#### [TASK OBJECTIVE]
Pick out every line of the records containing the word "negative" and reproduce each one in full.

Saved entries:
━━━

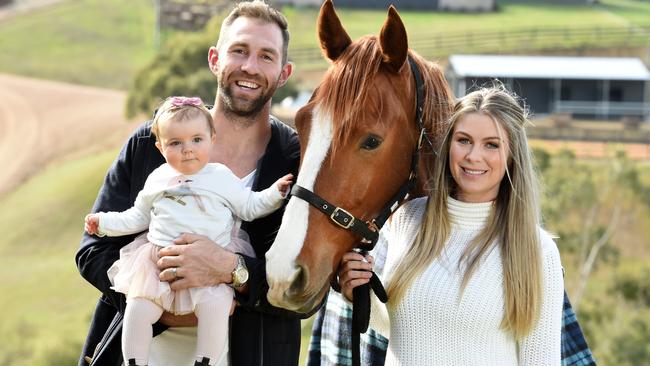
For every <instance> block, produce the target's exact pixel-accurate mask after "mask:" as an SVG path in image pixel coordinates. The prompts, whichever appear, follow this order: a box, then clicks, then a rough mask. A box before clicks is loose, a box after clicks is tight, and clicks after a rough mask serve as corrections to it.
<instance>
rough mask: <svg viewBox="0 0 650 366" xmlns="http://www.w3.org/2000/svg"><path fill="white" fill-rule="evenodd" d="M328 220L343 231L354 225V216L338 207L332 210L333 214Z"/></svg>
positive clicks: (348, 228) (349, 227)
mask: <svg viewBox="0 0 650 366" xmlns="http://www.w3.org/2000/svg"><path fill="white" fill-rule="evenodd" d="M330 219H332V221H334V223H335V224H337V225H338V226H340V227H342V228H344V229H349V228H350V226H352V225H353V224H354V216H352V215H351V214H350V213H349V212H347V211H345V210H344V209H342V208H340V207H337V208H335V209H334V212H332V214H331V215H330Z"/></svg>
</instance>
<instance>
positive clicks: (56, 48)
mask: <svg viewBox="0 0 650 366" xmlns="http://www.w3.org/2000/svg"><path fill="white" fill-rule="evenodd" d="M153 30H154V14H153V6H152V2H151V1H148V0H134V1H129V0H111V1H101V0H68V1H64V2H61V3H59V4H56V5H52V6H48V7H45V8H42V9H38V10H35V11H33V12H31V13H28V14H24V15H19V16H15V17H12V18H9V19H6V20H4V21H2V22H0V50H2V52H0V72H6V73H13V74H20V75H26V76H32V77H38V78H45V79H53V80H61V81H66V82H71V83H78V84H85V85H95V86H102V87H106V88H113V89H123V90H124V89H127V88H128V87H129V85H130V83H131V79H132V77H133V75H134V74H135V72H136V71H137V70H138V69H139V68H141V67H143V66H144V65H145V64H146V62H147V61H148V60H149V59H151V57H152V56H153V55H154V53H155V49H154V47H153Z"/></svg>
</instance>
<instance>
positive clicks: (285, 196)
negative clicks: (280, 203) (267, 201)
mask: <svg viewBox="0 0 650 366" xmlns="http://www.w3.org/2000/svg"><path fill="white" fill-rule="evenodd" d="M292 180H293V174H287V175H285V176H284V177H282V178H280V179H278V180H277V181H276V182H275V185H276V186H277V187H278V191H280V193H282V197H286V196H287V194H289V188H290V187H291V182H292Z"/></svg>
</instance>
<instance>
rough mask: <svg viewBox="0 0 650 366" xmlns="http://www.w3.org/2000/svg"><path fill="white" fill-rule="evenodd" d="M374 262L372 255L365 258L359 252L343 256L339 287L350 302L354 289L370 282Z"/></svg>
mask: <svg viewBox="0 0 650 366" xmlns="http://www.w3.org/2000/svg"><path fill="white" fill-rule="evenodd" d="M374 262H375V259H374V258H373V257H372V256H371V255H367V256H366V257H365V258H364V257H363V256H362V255H361V254H359V253H357V252H347V253H345V254H343V258H341V266H340V267H339V285H340V286H341V293H342V294H343V296H345V297H346V298H347V299H348V300H349V301H352V289H354V288H355V287H357V286H361V285H363V284H366V283H368V282H370V277H372V272H371V271H372V266H373V264H374Z"/></svg>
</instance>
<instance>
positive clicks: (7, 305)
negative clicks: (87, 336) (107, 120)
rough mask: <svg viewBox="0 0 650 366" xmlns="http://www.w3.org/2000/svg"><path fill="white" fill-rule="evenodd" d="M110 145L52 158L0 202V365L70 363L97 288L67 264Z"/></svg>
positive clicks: (75, 241) (97, 187) (82, 337)
mask: <svg viewBox="0 0 650 366" xmlns="http://www.w3.org/2000/svg"><path fill="white" fill-rule="evenodd" d="M115 155H116V151H113V150H111V151H108V152H105V153H102V154H96V155H92V156H88V157H85V158H82V159H79V160H74V161H67V162H62V163H57V164H54V165H52V166H50V167H48V168H47V169H45V170H44V171H43V172H42V173H41V174H39V175H38V176H36V177H34V178H33V179H31V180H29V181H28V182H26V183H25V184H23V185H22V186H20V188H19V189H17V190H15V191H14V192H12V193H11V194H9V195H7V196H6V197H4V198H3V199H2V201H0V232H2V233H3V235H2V237H0V278H2V281H0V293H2V294H3V296H0V308H2V309H3V311H2V313H1V315H0V334H2V335H3V336H2V338H3V341H2V342H0V365H16V366H19V365H59V366H60V365H71V364H73V361H74V360H75V359H76V358H77V357H78V354H79V350H80V349H81V344H82V342H83V339H84V335H85V332H86V330H87V328H88V320H89V318H90V314H91V312H92V309H93V308H94V303H95V302H96V300H97V298H98V296H97V292H96V291H95V290H94V289H93V288H92V287H91V286H90V285H89V284H88V283H86V282H85V281H84V280H83V279H82V278H81V277H80V276H79V274H78V272H77V269H76V267H75V264H74V253H75V252H76V250H77V247H78V244H79V239H80V237H81V232H82V230H83V225H82V220H83V217H84V215H85V214H86V212H87V211H88V210H90V208H91V206H92V202H93V200H94V198H95V196H96V194H97V190H98V188H99V186H100V184H101V180H102V178H103V176H104V173H105V172H106V169H107V167H108V166H109V164H110V162H111V161H112V159H113V158H114V157H115Z"/></svg>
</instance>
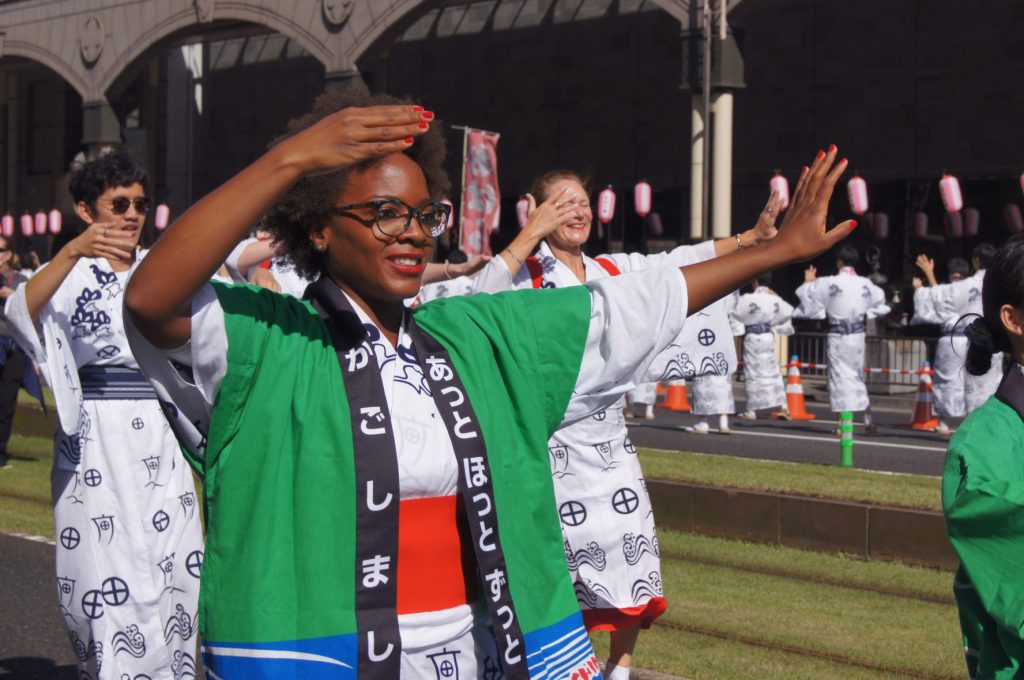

━━━

#### [SOLUTION BELOW]
negative clicks: (280, 203) (267, 201)
negative clicks: (87, 336) (107, 120)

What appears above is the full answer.